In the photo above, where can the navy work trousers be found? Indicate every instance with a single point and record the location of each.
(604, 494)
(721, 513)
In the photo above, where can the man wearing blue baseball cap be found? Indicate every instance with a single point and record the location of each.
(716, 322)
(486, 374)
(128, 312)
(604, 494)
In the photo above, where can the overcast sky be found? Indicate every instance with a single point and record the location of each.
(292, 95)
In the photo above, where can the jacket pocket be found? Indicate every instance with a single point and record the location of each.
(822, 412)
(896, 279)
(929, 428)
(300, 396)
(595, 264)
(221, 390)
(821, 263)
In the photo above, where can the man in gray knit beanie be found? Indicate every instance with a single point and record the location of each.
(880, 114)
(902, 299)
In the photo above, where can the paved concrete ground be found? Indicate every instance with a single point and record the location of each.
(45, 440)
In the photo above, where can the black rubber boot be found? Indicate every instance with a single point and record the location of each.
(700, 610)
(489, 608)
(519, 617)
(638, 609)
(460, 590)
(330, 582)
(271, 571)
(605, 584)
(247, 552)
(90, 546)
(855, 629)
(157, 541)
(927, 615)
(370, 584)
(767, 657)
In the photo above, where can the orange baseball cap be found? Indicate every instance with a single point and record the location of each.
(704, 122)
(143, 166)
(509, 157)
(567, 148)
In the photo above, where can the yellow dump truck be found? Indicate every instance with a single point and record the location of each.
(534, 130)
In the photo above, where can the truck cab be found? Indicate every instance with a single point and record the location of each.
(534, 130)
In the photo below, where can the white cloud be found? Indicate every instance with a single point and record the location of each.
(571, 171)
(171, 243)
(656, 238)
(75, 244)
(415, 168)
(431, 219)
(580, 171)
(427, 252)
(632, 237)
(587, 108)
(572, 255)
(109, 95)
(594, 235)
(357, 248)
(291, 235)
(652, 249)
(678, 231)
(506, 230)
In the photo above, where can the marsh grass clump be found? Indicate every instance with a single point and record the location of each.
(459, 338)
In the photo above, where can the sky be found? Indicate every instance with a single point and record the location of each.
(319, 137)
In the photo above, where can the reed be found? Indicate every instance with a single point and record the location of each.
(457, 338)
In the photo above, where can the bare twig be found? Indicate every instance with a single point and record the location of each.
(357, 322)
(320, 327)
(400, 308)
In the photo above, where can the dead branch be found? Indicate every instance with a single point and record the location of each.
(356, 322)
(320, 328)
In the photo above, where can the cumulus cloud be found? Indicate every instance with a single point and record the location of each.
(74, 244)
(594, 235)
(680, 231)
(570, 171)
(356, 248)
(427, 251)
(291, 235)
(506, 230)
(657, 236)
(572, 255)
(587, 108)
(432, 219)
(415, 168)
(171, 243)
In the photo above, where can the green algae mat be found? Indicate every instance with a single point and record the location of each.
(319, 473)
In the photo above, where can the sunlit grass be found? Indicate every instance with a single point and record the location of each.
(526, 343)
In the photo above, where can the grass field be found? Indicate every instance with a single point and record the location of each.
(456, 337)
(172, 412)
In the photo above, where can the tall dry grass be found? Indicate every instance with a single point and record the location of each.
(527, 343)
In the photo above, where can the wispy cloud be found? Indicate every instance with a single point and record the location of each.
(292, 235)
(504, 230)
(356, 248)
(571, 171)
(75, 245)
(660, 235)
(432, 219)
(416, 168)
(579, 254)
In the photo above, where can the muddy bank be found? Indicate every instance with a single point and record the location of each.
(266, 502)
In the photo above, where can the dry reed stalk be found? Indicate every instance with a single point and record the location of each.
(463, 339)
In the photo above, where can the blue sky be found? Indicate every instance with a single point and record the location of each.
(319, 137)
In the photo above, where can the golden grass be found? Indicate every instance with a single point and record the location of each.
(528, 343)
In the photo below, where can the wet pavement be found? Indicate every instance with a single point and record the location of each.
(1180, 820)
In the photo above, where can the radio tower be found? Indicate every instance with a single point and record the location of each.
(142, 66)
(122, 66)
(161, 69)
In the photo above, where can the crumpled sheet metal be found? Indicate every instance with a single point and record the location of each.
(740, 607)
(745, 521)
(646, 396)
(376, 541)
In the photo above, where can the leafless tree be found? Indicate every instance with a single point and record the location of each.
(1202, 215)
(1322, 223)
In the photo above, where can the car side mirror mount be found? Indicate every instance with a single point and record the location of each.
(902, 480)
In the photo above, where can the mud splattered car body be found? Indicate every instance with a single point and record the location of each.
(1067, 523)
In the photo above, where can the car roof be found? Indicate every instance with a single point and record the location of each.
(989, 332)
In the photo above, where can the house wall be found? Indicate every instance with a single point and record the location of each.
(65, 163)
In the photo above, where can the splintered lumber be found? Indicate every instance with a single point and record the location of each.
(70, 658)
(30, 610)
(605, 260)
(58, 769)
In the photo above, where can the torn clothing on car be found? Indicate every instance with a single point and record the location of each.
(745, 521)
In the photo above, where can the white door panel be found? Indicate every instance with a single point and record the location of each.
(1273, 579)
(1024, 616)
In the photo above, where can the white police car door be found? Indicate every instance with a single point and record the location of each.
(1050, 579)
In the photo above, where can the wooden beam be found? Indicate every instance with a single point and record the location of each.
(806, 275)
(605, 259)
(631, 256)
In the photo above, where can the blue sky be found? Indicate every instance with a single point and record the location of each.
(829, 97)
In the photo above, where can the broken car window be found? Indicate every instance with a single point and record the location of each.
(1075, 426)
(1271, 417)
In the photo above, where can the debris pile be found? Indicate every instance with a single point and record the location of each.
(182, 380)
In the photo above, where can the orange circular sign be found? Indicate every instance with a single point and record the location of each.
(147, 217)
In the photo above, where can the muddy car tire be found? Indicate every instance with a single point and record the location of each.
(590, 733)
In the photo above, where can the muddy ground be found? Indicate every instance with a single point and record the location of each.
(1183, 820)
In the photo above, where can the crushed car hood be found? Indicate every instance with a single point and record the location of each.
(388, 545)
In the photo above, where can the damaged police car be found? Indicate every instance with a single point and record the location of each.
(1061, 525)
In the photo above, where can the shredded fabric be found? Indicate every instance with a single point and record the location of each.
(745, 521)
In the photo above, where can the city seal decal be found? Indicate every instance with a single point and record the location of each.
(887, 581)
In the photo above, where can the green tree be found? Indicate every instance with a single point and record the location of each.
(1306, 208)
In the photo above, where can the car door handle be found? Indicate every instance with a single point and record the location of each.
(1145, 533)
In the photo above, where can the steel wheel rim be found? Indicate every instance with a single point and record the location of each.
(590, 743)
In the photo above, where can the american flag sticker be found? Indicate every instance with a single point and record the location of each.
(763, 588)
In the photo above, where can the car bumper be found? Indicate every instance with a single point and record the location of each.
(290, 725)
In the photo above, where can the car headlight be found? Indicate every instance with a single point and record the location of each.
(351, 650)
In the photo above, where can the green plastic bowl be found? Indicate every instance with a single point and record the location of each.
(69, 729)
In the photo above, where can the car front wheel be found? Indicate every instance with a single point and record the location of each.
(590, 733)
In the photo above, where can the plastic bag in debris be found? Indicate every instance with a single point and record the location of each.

☆ ☆ ☆

Starting from the line containing "In the photo above, where can the green tree" and ending with the final line of the data, reproduce each line exactly as it appears, including no other lines.

The reply -
In the photo above, where can the green tree be found? Indicate every instance with a single point and record the location of each.
(1306, 208)
In the photo above, where can the car door handle be found? Indicate every instance with a single point and record the location of each.
(1145, 533)
In the photo above, where can the steel wheel rim be found? Indicate every instance with a single point and record the location of each.
(590, 743)
In the photo above, where can the american flag sticker be found? Indicate every instance with a single point and record the location of each.
(763, 588)
In the photo above, where can the car bumper be found? Indicate every instance with a single point and record the location of each.
(290, 725)
In the photo above, where can the car headlight be found? Indicate every instance with a single point and record the location of each.
(351, 650)
In the photo above, where can the green plastic bowl be found? Indicate every instance with a single point and record the location of each.
(69, 729)
In the photo above, where can the car front wheel be found? Indicate every instance with a single point and record the location of each.
(590, 733)
In the photo above, where can the plastic bag in debris be found? Indicate every instance with a single point and record the location of each.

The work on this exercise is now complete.